----- Data to use -----

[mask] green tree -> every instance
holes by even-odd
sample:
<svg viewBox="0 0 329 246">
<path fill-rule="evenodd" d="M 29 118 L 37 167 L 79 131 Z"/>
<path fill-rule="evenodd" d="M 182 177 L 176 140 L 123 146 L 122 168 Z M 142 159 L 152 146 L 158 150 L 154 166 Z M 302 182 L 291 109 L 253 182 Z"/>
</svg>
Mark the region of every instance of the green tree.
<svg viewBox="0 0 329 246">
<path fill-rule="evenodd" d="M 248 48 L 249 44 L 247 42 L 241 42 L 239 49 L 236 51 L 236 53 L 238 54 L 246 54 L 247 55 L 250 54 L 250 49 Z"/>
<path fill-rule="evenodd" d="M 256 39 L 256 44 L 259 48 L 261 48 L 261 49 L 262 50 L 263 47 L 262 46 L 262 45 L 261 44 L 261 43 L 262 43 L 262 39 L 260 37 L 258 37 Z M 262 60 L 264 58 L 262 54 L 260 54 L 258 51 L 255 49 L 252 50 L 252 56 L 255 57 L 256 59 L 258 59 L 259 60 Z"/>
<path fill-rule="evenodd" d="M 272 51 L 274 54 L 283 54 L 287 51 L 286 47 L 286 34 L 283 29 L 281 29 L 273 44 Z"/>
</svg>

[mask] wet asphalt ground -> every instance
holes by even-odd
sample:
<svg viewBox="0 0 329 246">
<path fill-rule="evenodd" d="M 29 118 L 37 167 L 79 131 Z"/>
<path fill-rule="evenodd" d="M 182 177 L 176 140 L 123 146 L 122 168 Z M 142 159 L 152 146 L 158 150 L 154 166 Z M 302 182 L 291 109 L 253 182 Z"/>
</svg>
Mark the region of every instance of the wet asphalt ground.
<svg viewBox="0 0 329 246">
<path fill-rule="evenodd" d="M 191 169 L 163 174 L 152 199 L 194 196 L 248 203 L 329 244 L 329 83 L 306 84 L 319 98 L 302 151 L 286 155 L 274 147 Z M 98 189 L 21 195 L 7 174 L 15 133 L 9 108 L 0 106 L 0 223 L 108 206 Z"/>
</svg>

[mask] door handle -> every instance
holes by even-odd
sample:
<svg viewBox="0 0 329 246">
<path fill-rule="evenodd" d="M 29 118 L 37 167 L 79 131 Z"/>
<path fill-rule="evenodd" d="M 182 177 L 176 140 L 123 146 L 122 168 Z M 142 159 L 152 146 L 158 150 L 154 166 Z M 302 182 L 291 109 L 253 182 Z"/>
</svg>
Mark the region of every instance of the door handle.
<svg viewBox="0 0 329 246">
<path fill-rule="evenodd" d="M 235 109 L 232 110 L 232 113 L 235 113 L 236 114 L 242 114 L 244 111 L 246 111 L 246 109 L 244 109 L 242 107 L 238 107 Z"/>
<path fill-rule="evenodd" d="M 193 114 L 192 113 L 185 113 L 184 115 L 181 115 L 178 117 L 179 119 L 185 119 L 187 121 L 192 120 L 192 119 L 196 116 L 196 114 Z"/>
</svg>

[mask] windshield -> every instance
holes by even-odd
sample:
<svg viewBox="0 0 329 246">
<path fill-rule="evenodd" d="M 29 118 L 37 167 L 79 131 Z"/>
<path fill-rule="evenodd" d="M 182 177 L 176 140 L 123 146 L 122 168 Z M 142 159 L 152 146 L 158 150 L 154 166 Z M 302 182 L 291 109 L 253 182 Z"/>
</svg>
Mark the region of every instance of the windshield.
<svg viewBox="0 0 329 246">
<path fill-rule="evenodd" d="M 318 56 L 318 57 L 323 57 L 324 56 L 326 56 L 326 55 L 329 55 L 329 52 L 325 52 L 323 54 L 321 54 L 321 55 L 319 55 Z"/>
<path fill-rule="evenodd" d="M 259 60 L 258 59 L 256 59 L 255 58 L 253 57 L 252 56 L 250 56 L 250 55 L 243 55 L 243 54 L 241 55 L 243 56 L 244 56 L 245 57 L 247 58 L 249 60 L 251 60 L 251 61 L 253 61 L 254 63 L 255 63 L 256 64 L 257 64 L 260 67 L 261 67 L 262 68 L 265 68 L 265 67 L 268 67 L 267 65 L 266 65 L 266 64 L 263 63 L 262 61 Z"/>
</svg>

-----

Problem:
Write out all of the entries above word for word, keeping every line unchanged.

Exercise output:
[mask] green tree -> every instance
holes by even-odd
sample:
<svg viewBox="0 0 329 246">
<path fill-rule="evenodd" d="M 29 118 L 37 167 L 79 131 Z"/>
<path fill-rule="evenodd" d="M 182 177 L 176 140 L 123 146 L 122 168 Z M 142 159 L 152 146 L 158 150 L 154 166 Z M 302 182 L 291 109 L 253 182 Z"/>
</svg>
Mark the region of every instance of the green tree.
<svg viewBox="0 0 329 246">
<path fill-rule="evenodd" d="M 248 48 L 249 44 L 247 42 L 241 42 L 239 49 L 236 51 L 236 53 L 238 54 L 246 54 L 247 55 L 250 54 L 250 49 Z"/>
<path fill-rule="evenodd" d="M 256 39 L 256 44 L 259 48 L 261 48 L 261 49 L 262 50 L 263 47 L 262 46 L 262 45 L 261 44 L 261 43 L 262 43 L 262 39 L 260 37 L 258 37 Z M 262 60 L 264 58 L 262 54 L 260 54 L 258 51 L 255 49 L 252 50 L 252 56 L 255 57 L 256 59 L 258 59 L 259 60 Z"/>
<path fill-rule="evenodd" d="M 272 51 L 274 54 L 283 54 L 287 51 L 286 47 L 286 34 L 283 29 L 281 29 L 273 44 Z"/>
</svg>

[mask] wet asphalt ground -> every instance
holes by even-odd
sample:
<svg viewBox="0 0 329 246">
<path fill-rule="evenodd" d="M 29 118 L 37 167 L 79 131 Z"/>
<path fill-rule="evenodd" d="M 182 177 L 176 140 L 123 146 L 122 168 Z M 142 159 L 152 146 L 158 150 L 154 166 Z M 302 182 L 291 109 L 253 182 Z"/>
</svg>
Mark the region of every instance of the wet asphalt ground.
<svg viewBox="0 0 329 246">
<path fill-rule="evenodd" d="M 191 169 L 163 174 L 152 199 L 194 196 L 248 203 L 329 244 L 329 83 L 306 84 L 319 98 L 302 151 L 286 155 L 274 147 Z M 98 189 L 21 195 L 7 174 L 15 133 L 9 108 L 0 106 L 0 223 L 108 206 Z"/>
</svg>

[mask] door handle -> every instance
holes by even-odd
sample:
<svg viewBox="0 0 329 246">
<path fill-rule="evenodd" d="M 29 118 L 37 167 L 79 131 Z"/>
<path fill-rule="evenodd" d="M 182 177 L 176 140 L 123 146 L 122 168 Z M 142 159 L 152 146 L 158 150 L 154 166 Z M 302 182 L 291 109 L 253 182 Z"/>
</svg>
Mark the region of every instance of the door handle.
<svg viewBox="0 0 329 246">
<path fill-rule="evenodd" d="M 235 109 L 232 110 L 232 113 L 235 113 L 236 114 L 242 114 L 244 111 L 246 111 L 246 109 L 244 109 L 242 107 L 238 107 Z"/>
<path fill-rule="evenodd" d="M 193 114 L 192 113 L 185 113 L 184 115 L 181 115 L 178 117 L 179 119 L 185 119 L 187 121 L 192 120 L 192 119 L 196 116 L 196 114 Z"/>
</svg>

[mask] windshield -> every instance
holes by even-odd
sample:
<svg viewBox="0 0 329 246">
<path fill-rule="evenodd" d="M 29 118 L 37 167 L 79 131 Z"/>
<path fill-rule="evenodd" d="M 182 177 L 176 140 L 123 146 L 122 168 Z M 142 159 L 152 146 L 158 150 L 154 166 Z M 302 182 L 291 109 L 253 182 Z"/>
</svg>
Mark the region of every instance of the windshield.
<svg viewBox="0 0 329 246">
<path fill-rule="evenodd" d="M 318 56 L 318 57 L 323 57 L 324 56 L 326 56 L 326 55 L 329 55 L 329 52 L 325 52 L 323 54 L 321 54 L 321 55 L 319 55 Z"/>
<path fill-rule="evenodd" d="M 259 60 L 258 59 L 256 59 L 255 58 L 253 57 L 252 56 L 250 56 L 250 55 L 243 55 L 243 54 L 241 55 L 243 56 L 244 56 L 245 57 L 247 58 L 249 60 L 251 60 L 251 61 L 253 61 L 254 63 L 255 63 L 256 64 L 257 64 L 260 67 L 261 67 L 262 68 L 265 68 L 265 67 L 268 67 L 267 65 L 266 65 L 266 64 L 263 63 L 262 61 Z"/>
</svg>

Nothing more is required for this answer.